| Textausschnitt |
↓
Gameplay: Mehr als nur BioShock im Weltraum
Obwohl Vergleiche zu BioShock unvermeidlich sind, unterscheidet sich Judas in wesentlichen Aspekten. Das Spiel kombiniert klassische First-Person-Shooter-Mechaniken mit besonderen Fähigkeiten, die über ein Implantat in Judas‘ linker Hand aktiviert werden.
Die Gameplay-Previews zeigten ein actionreiches Erlebnis mit dystopischer Atmosphäre. Spieler können Feinde hacken, Umgebungsobjekte manipulieren und verschiedene Fähigkeiten kombinieren. Der Schwierigkeitsgrad soll höher sein als bei BioShock und BioShock Infinite – eine bewusste Designentscheidung Levines.
„Das ist ein sehr Old-School-Spiel“, betont Levine in einem Interview. „Du kaufst das Spiel und bekommst das Ganze.“ Keine Online-Komponenten, keine Live-Service-Elemente – nur ein konzentriertes Single-Player-Erlebnis, das auf Storytelling fokussiert ist.
↑
| Erfasste Daten |
↓
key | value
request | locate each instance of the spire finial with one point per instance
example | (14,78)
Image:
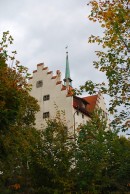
↑
| Aufgaben |
[1] Bitte gib den Textausschnitt beginnend bei „Gameplay: Mehr als“ und endend bei „Storytelling fokussiert ist.“ wieder und tausche dabei „Feinde“ gegen „Gegner“.
[2] Wo sitzt laut Textausschnitt das Implantat, über das die besonderen Fähigkeiten aktiviert werden?
Die Auflistung ist eigenständiges Material und gehört nicht zum Textausschnitt.

| Lösungen |
[1]
Gameplay: Mehr als nur BioShock im Weltraum
Obwohl Vergleiche zu BioShock unvermeidlich sind, unterscheidet sich Judas in wesentlichen Aspekten. Das Spiel kombiniert klassische First-Person-Shooter-Mechaniken mit besonderen Fähigkeiten, die über ein Implantat in Judas‘ linker Hand aktiviert werden.
Die Gameplay-Previews zeigten ein actionreiches Erlebnis mit dystopischer Atmosphäre. Spieler können Gegner hacken, Umgebungsobjekte manipulieren und verschiedene Fähigkeiten kombinieren. Der Schwierigkeitsgrad soll höher sein als bei BioShock und BioShock Infinite – eine bewusste Designentscheidung Levines.
„Das ist ein sehr Old-School-Spiel“, betont Levine in einem Interview. „Du kaufst das Spiel und bekommst das Ganze.“ Keine Online-Komponenten, keine Live-Service-Elemente – nur ein konzentriertes Single-Player-Erlebnis, das auf Storytelling fokussiert ist.

[2] In Judas' linker Hand.